SET OF TASKS »
**A)** In the text about the band Antariksh, which former Megadeth guitarist is featured on the song "Quest"?
**B)** Continue the text about the band Antariksh from the point where it ends.

SELECTED PASSAGE »
- Origin: New Delhi, Delhi, India
- Genres: Progressive rock; Pop; Hindi rock;
- Years active: 2012–present

= Antariksh =

Antariksh is an Indian pop and progressive rock band with Hindustani classical elements, founded and fronted by guitar player, singer and producer, Varun Rajput. The band is known for the song "Quest" featuring former Megadeth guitarist Marty Friedman. Based in New Delhi, their name roughly translates to "The Cosmos."

==History==
=== Early years ===
From 2006 to 2008, during their college days, Varun Rajput and Mridul Ganesh played in a local Progressive Rock band called Feedback, with Gurtej Singh playing for Prestorika around the same time. A few years later, both Mridul and Varun decided to quit their management consulting jobs around the same time in 2012 to work on more creative projects. During this time Varun and Gurtej had also been having conversations about starting a new project and were wanting to get back to music. The three of them then decided to get together and formally founded the band in 2012.

They released their first song, ‘Dheere Dheere’ in January 2013. This propelled the trio to record a full-length album and find a drummer and a bass player to begin playing live. To fill the role, they found Vipul Malhotra. Vipul was studying at NSIT at the time and was fit for the group. Finally, Varun asked his friend Raghav Verma to join the team.

With the group finally complete, they recorded and produced an album during the summer of 2013 for their new band ‘Antariksh’.

DATASET CONTENT »
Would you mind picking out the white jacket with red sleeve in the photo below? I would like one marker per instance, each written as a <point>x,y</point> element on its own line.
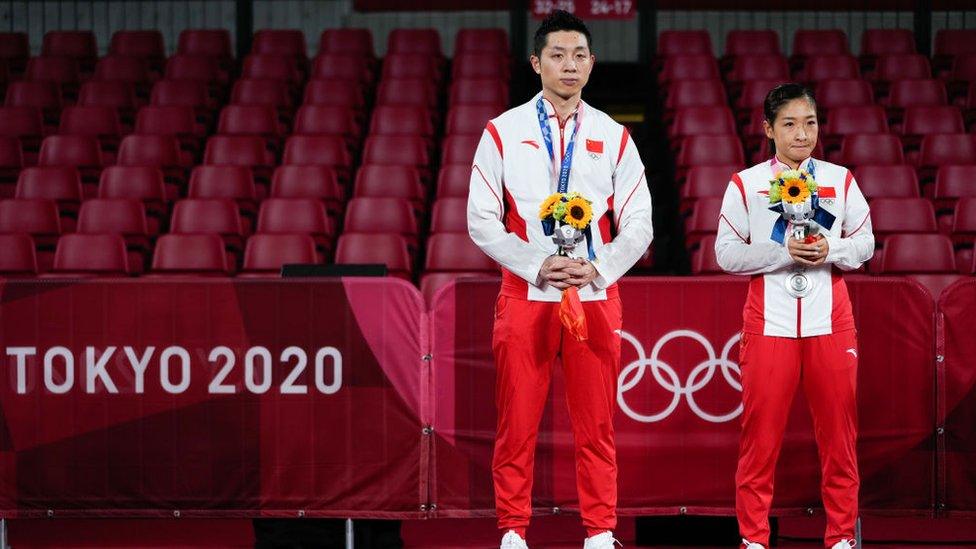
<point>744,245</point>
<point>512,176</point>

TASK RESULTS »
**A)** Marty Friedman

**B)**
=== Debut album, 2013 ===
After one year of the band coming together they released their debut album, titled Khoj, on 8 September 2013. The album was a blend of pop, rock, funk, and progressive sounds, featuring 11 tracks, mixed at the Quarter Note Studio by Gaurav Chintamani, and mastered by Steve Nagasaki at Nagasaki Sound, USA. It included the song "Tum," a collaboration with guitarist Baiju Dharmajan.

In November 2015, they were featured on Season 4 of Music Mojo, a popular music show on Kappa TV which features live renditions of 11 songs performed by the band.

=== 2018–2024: Quest ===
In 2018, Antariksh released their single ‘Kaahe Re’ in association with Mrrcury Studios and Anhad Music. Kaahe Re has received praise for its rhythmic syncopation, melodic prowess and anthem riffs.

In 2019, Antariksh performed at the 10th edition of the Bacardi NH7 Weekender in Meghalaya.

In 2024, they released their second album album Quest, which includes 'Kaahe Re' and a title song featuring Marty Friedman.

===2025–present===
In late 2025, Antariksh dropped "Udaan," a single from their upcoming album Rehguzar. In 2026, they released another single for the album, 'Naaqis' featuring Polish guitarist Jakub Zytecki. Rehguzar is a 12-track concept album that takes its name from an Urdu word meaning 'the path one walks.'

==International presence==

In October 2019, Antariksh went on its first international multi-city tour of Mauritius and Madagascar. They played at various venues in Mauritius, which included the Indira Gandhi Centre for Indian Culture, Centre de Flacq and Triolet. In Madagascar they performed for Indian audiences at an event organized by the embassy of India in the Ampefiloha Plaza in Antananarivo, the capital of Madagascar.

In September 2025, Antariksh went on a 3 city tour of the USA, performing a total of 6 concerts in Seattle, Houston and Dallas, drawing participation from the Indian-American diaspora and the wider community.

==Discography==

=== Albums ===

- Khoj (2013)
- Quest (2024)

Singles

- "Dastan-E-Dil (Shine Your Light)" (2023)
- "Tasveerein" (2024)
- "Karwaan" (2024)
- "Sabki Kahani" (2025)
- "Udaan" (2025)
- "Naaqis" (2026)
- "Aashayein" (Live) (2020)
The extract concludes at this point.